:: Document text ::

The tool behind it, pi-autoresearch, is now open source.

The Autoresearch Pattern

This builds on Andrej Karpathy’s autoresearch — a deceptively simple idea we covered when it launched. The loop:

Try an optimization idea
Measure against a benchmark
Keep if it improves the metric, revert if it doesn’t
Repeat forever

Karpathy’s original was hardcoded to ML training (nanoGPT). What Lütke and collaborator David Cortés did was generalize it into a Pi extension that works on any optimization target — test speed, bundle size, build times, Lighthouse scores, whatever you can measure.

What the Agent Actually Found

The Liquid PR is fascinating because it shows what a tireless agent finds that humans miss. Some highlights from 120+ experiments:

Replaced StringScanner with byte-level scanning — Single-byte byteindex searching is ~40% faster than regex-based skip_until. This alone cut parse time by ~12%.
Eliminated costly StringScanner resets — The tokenizer was calling StringScanner#string= for every {% %} token (878 times per render). Manual byte scanning removed this entirely.
Cached small integer to_s — Pre-computed frozen strings for 0–999 avoid 267 Integer#to_s allocations per render. A micro-optimization no human would bother with, but it adds up.

:::

What the exercise asks.
Carry on the write-up about pi-autoresearch and the Liquid optimizations from the point where it stops.

:: Source material ::

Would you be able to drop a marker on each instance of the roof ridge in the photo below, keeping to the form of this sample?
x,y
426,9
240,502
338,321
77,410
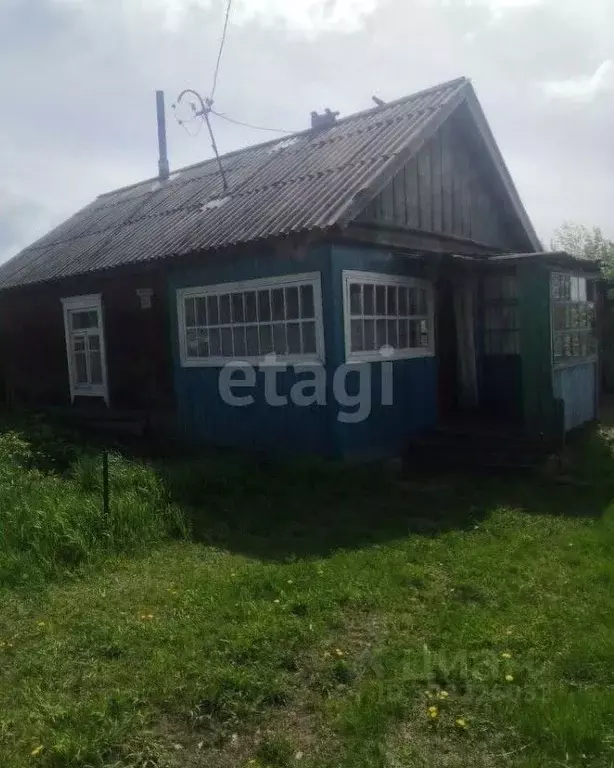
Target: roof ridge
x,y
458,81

:::
:: Source material ::

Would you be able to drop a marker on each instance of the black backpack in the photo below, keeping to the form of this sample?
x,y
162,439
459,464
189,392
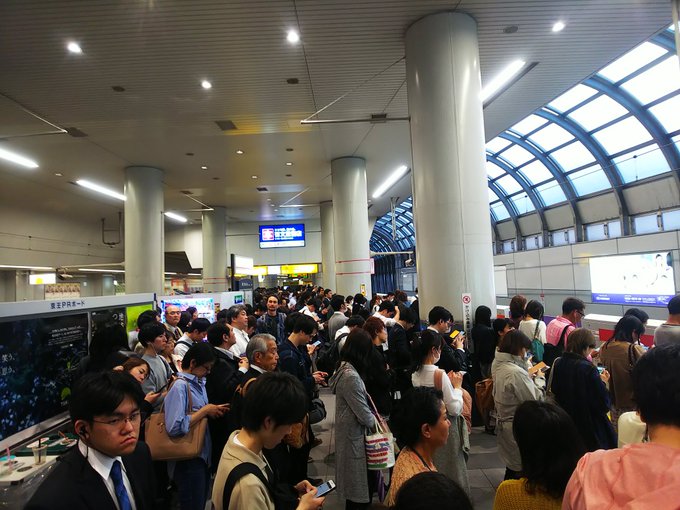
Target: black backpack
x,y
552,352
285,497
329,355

:::

Answer space.
Frozen string literals everywhere — The agent systematically found and froze string allocations across the codebase.

Each of these is individually minor. Stacked across 93 surviving commits, they compound to a 53% improvement on a codebase that most developers would consider “already optimized.”

pi-autoresearch: How It Works

The extension adds three tools to Pi:

Tool	Purpose
`init_experiment`	Configure the session — name, metric, unit, direction
`run_experiment`	Execute any command, capture output and timing
`log_experiment`	Record results, auto-commit, update the dashboard

Setup is one line:

pi install https://github.com/davebcn87/pi-autoresearch

Then start a session:

/autoresearch optimize unit test runtime, monitor correctness

The agent writes an autoresearch.md file (the objective and constraints) and an autoresearch.jsonl file (the experiment log). It loops autonomously — brainstorming ideas, trying them, keeping what works. A live dashboard shows progress in real-time, with a confidence score that distinguishes real improvements from noise.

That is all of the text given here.